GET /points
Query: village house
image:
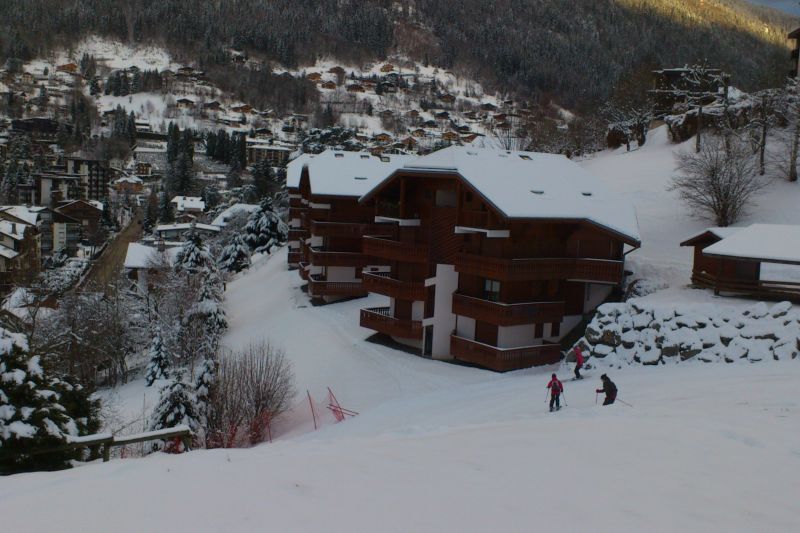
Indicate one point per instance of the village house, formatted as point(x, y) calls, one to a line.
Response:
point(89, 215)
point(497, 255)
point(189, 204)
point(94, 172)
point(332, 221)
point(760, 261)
# # # # # # #
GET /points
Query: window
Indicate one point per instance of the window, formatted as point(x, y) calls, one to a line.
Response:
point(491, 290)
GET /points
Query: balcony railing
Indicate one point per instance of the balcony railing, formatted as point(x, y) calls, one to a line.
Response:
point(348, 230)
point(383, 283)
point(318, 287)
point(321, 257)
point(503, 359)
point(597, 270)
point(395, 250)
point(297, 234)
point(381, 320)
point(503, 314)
# # # # # # #
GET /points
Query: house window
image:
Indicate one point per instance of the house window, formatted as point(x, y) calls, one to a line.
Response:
# # # # # # #
** REQUIREMENT **
Filter the data for the string "instance" and copy every line that has it.

** ANSWER FOR THIS EXERCISE **
Indicate one point per instance of the village house, formatted as point(x, y) calls, one to a line.
Indicate one point per instance of the window, formatted as point(x, y) calls, one to a line.
Indicate one point per instance of the balcony railing, formatted as point(x, y) calls, one to a line.
Indicate one point per instance of the house window, formatted as point(x, y) calls, one to a line.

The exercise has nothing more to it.